● **Task item**
The data that follows should be copied out exactly.

● **Working data**

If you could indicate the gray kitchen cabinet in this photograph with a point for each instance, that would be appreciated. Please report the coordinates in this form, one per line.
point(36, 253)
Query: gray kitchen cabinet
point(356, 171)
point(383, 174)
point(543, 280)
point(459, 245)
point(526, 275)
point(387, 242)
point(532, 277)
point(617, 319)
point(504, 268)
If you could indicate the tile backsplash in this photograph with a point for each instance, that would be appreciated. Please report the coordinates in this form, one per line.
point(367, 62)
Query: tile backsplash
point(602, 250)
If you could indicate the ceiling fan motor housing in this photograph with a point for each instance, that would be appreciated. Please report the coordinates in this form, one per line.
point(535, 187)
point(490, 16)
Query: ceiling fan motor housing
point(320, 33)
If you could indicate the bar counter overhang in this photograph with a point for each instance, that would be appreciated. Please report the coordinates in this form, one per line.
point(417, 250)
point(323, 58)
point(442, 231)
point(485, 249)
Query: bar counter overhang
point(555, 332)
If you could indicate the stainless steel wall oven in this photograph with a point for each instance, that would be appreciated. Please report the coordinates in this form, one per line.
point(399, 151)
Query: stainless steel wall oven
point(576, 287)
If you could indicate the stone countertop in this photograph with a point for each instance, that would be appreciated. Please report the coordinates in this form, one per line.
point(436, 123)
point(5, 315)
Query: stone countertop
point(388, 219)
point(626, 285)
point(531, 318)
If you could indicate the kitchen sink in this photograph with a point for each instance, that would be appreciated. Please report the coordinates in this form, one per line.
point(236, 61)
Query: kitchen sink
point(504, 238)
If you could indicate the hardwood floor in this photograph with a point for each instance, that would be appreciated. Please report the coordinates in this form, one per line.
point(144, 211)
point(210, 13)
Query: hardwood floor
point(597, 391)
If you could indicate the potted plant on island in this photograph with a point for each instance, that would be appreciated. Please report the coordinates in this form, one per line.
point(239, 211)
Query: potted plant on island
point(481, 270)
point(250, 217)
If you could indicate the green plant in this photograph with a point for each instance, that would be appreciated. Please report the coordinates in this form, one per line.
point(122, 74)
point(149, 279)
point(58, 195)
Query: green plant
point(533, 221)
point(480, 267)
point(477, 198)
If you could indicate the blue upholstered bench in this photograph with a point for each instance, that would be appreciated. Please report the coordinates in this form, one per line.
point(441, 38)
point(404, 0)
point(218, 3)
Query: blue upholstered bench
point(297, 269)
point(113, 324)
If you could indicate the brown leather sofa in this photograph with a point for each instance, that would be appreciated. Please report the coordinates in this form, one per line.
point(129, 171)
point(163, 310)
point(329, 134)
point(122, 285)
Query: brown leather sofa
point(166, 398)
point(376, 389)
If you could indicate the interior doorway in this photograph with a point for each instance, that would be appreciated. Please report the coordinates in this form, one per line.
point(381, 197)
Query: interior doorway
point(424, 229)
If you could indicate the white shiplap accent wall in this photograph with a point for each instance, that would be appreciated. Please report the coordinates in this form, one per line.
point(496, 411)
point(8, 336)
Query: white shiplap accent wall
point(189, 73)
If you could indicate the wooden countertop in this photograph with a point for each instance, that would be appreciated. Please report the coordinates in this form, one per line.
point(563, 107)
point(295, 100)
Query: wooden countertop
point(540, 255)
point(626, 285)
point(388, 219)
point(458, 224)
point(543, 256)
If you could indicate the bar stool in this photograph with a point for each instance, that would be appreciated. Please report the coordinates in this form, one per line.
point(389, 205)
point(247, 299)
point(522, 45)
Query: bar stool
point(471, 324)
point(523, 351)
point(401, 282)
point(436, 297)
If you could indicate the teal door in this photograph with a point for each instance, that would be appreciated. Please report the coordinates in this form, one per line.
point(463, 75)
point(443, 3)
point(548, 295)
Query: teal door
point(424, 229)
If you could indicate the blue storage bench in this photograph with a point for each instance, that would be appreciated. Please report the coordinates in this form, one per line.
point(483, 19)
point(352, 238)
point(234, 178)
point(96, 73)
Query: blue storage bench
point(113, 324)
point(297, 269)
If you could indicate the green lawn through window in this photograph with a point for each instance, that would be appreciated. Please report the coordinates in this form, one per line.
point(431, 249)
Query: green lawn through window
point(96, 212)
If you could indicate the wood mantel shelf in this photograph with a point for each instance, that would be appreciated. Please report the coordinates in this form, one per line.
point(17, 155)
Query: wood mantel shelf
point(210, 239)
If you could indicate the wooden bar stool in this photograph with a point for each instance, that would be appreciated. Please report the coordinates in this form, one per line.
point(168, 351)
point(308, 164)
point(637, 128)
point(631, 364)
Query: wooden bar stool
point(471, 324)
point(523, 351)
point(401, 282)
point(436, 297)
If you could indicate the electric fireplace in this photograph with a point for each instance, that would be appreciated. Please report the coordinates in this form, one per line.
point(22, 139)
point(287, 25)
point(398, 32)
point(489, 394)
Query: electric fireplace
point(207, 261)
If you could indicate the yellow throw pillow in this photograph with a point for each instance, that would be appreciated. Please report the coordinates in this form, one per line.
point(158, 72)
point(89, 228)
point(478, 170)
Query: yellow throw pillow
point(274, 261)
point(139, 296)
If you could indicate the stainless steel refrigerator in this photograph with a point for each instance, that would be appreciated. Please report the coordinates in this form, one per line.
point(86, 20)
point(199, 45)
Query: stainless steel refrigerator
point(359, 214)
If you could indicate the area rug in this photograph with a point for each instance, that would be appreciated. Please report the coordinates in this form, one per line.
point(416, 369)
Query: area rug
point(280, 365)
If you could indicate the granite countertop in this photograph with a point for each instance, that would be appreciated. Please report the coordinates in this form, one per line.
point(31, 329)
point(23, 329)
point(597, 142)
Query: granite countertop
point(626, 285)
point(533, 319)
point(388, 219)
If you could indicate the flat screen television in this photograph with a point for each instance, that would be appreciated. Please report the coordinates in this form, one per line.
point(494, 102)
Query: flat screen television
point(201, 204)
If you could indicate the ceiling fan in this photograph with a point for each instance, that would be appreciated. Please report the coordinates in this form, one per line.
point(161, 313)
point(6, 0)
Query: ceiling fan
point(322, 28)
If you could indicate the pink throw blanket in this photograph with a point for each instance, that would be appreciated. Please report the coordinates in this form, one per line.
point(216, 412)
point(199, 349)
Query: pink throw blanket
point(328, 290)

● **Output for this exercise**
If you could indicate the gray kitchen cabinet in this photograph with a point for each instance, that would be appreciated. Please report the coordinates in this form, one per line.
point(36, 253)
Query: gray kitchen cabinet
point(356, 171)
point(383, 174)
point(543, 280)
point(459, 245)
point(526, 275)
point(387, 242)
point(532, 277)
point(617, 319)
point(504, 268)
If you could indicate the tile backsplash in this photograph with a point for each instance, that would be appreciated. Please report the coordinates in this form, one per line.
point(367, 62)
Query: tile backsplash
point(602, 250)
If you could indicate the ceiling fan motor housing in this photograph with a point for each instance, that would be appreciated. Please report the coordinates in this form, one per line.
point(535, 187)
point(490, 16)
Query: ceiling fan motor housing
point(320, 33)
If you could indicate the bar counter overhang in this photograph with a point for each instance, that would be appreciated. Please report the coordinates in this form, one per line.
point(417, 250)
point(323, 58)
point(442, 231)
point(485, 249)
Query: bar counter overhang
point(555, 332)
If you could indicate the stainless steel wall oven in this photograph with a point for each instance, that would be appreciated. Please report the coordinates in this form, one per line.
point(399, 151)
Query: stainless steel wall oven
point(576, 287)
If you could indicate the stone countertop in this photograph with a point for each instance, that would be appreciated. Please report the coordinates in this form, one per line.
point(436, 123)
point(5, 315)
Query: stone countertop
point(388, 219)
point(626, 285)
point(531, 318)
If you could indicate the kitchen sink in this photograph with a point for each instance, that would be appreciated. Please report the coordinates in this form, one per line.
point(236, 61)
Query: kitchen sink
point(504, 238)
If you could indicate the hardwood floor in this photograph with a point for each instance, that would be appreciated. Please report the coordinates in this form, one per line.
point(144, 211)
point(210, 13)
Query: hardwood floor
point(597, 391)
If you could indicate the potted plant on island in this photograph with a point for each instance, that would be appreciated. Please report the coordinates in this form, one per line.
point(239, 211)
Query: potted plant on island
point(481, 270)
point(250, 217)
If you could indicate the green plant in this photograph with a point for each instance, that would be appreciated. Please report the coordinates in this form, one per line.
point(122, 74)
point(149, 279)
point(58, 195)
Query: green plant
point(533, 221)
point(480, 267)
point(477, 198)
If you could indicate the blue upholstered bench in this photograph with a point for each instance, that would be appreciated. Please report the coordinates in this form, one per line.
point(441, 38)
point(404, 0)
point(218, 3)
Query: blue upholstered bench
point(297, 269)
point(113, 324)
If you could indicate the brown leather sofa in this photograph with a point for each instance, that would be appreciated. Please report the coordinates in this form, one per line.
point(129, 171)
point(163, 310)
point(329, 134)
point(122, 285)
Query: brown leather sofa
point(166, 398)
point(376, 389)
If you could indicate the interior doorway in this photograph with a point for each instance, that would be appreciated. Please report the coordinates in this form, one per line.
point(381, 197)
Query: interior doorway
point(424, 229)
If you could indicate the white shiplap accent wall in this photograph with a point for each instance, that would be appreciated. Please report the coordinates in this form, one per line.
point(496, 411)
point(8, 336)
Query: white shiplap accent wall
point(189, 73)
If you could indicate the wooden countertop in this photograph with a point for each instance, that would be appreciated. Please report the coordinates in this form, one per line.
point(563, 107)
point(295, 100)
Query: wooden countertop
point(540, 255)
point(626, 285)
point(388, 219)
point(458, 224)
point(543, 256)
If you could indicate the bar stool in this photograph with a point for each instance, that would be appreciated. Please report the coordinates in this form, one per line.
point(389, 205)
point(247, 299)
point(522, 45)
Query: bar stool
point(471, 324)
point(523, 351)
point(401, 282)
point(436, 297)
If you could indicate the teal door in this photograph with a point for each instance, that would be appreciated. Please report the coordinates in this form, one per line.
point(463, 75)
point(443, 3)
point(548, 295)
Query: teal door
point(424, 229)
If you could indicate the blue storage bench in this photograph with a point for each instance, that would be appreciated. Please report the coordinates in this form, one per line.
point(483, 19)
point(352, 238)
point(234, 178)
point(96, 73)
Query: blue storage bench
point(113, 324)
point(297, 269)
If you could indicate the green lawn through window in this photograph with a point for each instance, that would be appreciated. Please report the coordinates in this form, one per line.
point(431, 249)
Query: green lawn through window
point(96, 212)
If you could indicate the wood mantel shelf in this photograph with a point for each instance, that would be appreciated. Please report the coordinates in this form, one per line.
point(17, 155)
Query: wood mantel shelf
point(210, 239)
If you could indicate the wooden bar stool in this photograph with a point for each instance, that would be appreciated. Please report the coordinates in this form, one per line.
point(168, 351)
point(308, 164)
point(637, 128)
point(631, 364)
Query: wooden bar stool
point(471, 324)
point(523, 351)
point(401, 282)
point(436, 297)
If you could indicate the electric fireplace in this photograph with a point for each instance, that would be appreciated. Please report the coordinates in this form, one per line.
point(22, 139)
point(287, 25)
point(398, 32)
point(489, 394)
Query: electric fireplace
point(207, 261)
If you could indicate the yellow throw pillow in this photograph with a point for each instance, that would be appreciated. Please report the coordinates in this form, one per line.
point(158, 72)
point(89, 228)
point(478, 170)
Query: yellow throw pillow
point(274, 261)
point(139, 296)
If you could indicate the stainless steel refrigerator in this photograph with a point for each instance, that would be appreciated. Please report the coordinates in this form, one per line.
point(86, 20)
point(199, 45)
Query: stainless steel refrigerator
point(359, 214)
If you could indicate the area rug in this photograph with a point for each instance, that would be appreciated. Please report the coordinates in this form, one per line.
point(416, 369)
Query: area rug
point(280, 365)
If you could indicate the granite countertop in this photograph with a point for each instance, that would be appreciated. Please report the coordinates in this form, one per line.
point(31, 329)
point(23, 329)
point(597, 142)
Query: granite countertop
point(626, 285)
point(533, 319)
point(388, 219)
If you could indicate the flat screen television in this photograph with a point for each instance, that would be appreciated. Please report the coordinates in this form, one per line.
point(494, 102)
Query: flat screen television
point(201, 204)
If you could indicate the ceiling fan in this photograph with a point for each instance, that would be appreciated. Please report the coordinates in this form, one per line.
point(161, 313)
point(6, 0)
Query: ceiling fan
point(322, 28)
If you could indicate the pink throw blanket in this photograph with a point for each instance, that would be appreciated. Please report the coordinates in this form, one per line.
point(216, 412)
point(199, 349)
Query: pink throw blanket
point(328, 290)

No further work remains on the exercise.